PROMPT: Below is the data. Give it again, complete and exact.

EXERCISE INPUT:

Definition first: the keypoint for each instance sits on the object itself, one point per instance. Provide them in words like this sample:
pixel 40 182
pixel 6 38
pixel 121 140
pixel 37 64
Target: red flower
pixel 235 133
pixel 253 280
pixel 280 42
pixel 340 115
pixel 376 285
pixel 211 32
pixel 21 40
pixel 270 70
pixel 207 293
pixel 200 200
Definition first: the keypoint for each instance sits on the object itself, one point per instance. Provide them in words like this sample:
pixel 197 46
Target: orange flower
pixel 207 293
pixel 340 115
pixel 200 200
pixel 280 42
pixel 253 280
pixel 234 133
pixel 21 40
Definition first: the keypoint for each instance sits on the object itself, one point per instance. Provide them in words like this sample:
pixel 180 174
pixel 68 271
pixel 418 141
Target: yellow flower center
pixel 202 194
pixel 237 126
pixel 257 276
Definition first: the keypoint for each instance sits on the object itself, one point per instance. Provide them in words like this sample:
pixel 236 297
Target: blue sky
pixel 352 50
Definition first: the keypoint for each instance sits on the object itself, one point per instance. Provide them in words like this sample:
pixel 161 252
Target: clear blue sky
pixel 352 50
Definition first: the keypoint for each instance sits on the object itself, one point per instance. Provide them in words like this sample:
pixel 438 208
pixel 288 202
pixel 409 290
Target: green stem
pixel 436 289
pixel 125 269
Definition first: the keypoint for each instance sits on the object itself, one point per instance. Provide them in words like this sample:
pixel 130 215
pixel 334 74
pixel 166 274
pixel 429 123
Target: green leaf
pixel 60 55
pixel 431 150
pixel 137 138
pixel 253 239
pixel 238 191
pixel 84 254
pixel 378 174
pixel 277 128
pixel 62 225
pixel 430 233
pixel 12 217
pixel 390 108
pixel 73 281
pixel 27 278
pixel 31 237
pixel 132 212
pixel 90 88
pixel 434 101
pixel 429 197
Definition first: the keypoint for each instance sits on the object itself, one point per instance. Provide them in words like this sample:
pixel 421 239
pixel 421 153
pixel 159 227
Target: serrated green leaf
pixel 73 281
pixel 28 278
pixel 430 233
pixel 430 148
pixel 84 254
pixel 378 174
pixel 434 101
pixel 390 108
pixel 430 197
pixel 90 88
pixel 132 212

RESULT FOR THIS TASK:
Definition first: the keypoint for each instance sits on the object itself, one point per instance. Provide them in words like this sample:
pixel 40 182
pixel 6 38
pixel 121 140
pixel 37 64
Target: red flower
pixel 235 133
pixel 253 280
pixel 280 42
pixel 340 115
pixel 376 285
pixel 211 32
pixel 21 40
pixel 270 70
pixel 207 293
pixel 200 200
Definition first: the keypoint for each instance sits on the object itself, one point per instance. Provide them in words like this sample:
pixel 197 46
Target: orange flower
pixel 207 293
pixel 340 115
pixel 200 200
pixel 280 42
pixel 253 280
pixel 234 133
pixel 21 40
Definition first: the keypoint for each instance sits on the object itself, one point per instance. Provide them in words like this sample:
pixel 180 174
pixel 68 271
pixel 418 141
Target: yellow flower center
pixel 202 194
pixel 237 126
pixel 257 276
Definition first: the keypoint for each instance sits on the object itself, one point per instance. Provide them in words like this sample:
pixel 236 297
Target: blue sky
pixel 352 50
Definition first: the keypoint for each instance sits on the object itself, one point per instance. Provide them in words like this sample:
pixel 161 252
Target: clear blue sky
pixel 352 50
Definition first: the keypoint for each instance sits on the object itself, one point per instance. Provide them in words like this sample:
pixel 438 208
pixel 288 202
pixel 409 290
Target: green stem
pixel 436 289
pixel 125 269
Definition first: the keypoint for each instance sits on the object itself, one point per instance. Provide them in words like this sample:
pixel 130 215
pixel 334 74
pixel 166 274
pixel 429 123
Target: green leaf
pixel 60 55
pixel 431 150
pixel 137 138
pixel 253 239
pixel 238 191
pixel 84 254
pixel 378 174
pixel 277 128
pixel 62 225
pixel 430 233
pixel 12 217
pixel 390 108
pixel 73 281
pixel 27 278
pixel 31 237
pixel 132 212
pixel 90 88
pixel 434 101
pixel 429 197
Definition first: the keypoint for each instance sits on the object itself, one point per instance. Provide them in words like this sample:
pixel 421 239
pixel 421 153
pixel 159 227
Target: serrated green leaf
pixel 73 281
pixel 28 278
pixel 430 233
pixel 430 148
pixel 84 254
pixel 378 174
pixel 434 101
pixel 390 108
pixel 430 197
pixel 90 88
pixel 132 212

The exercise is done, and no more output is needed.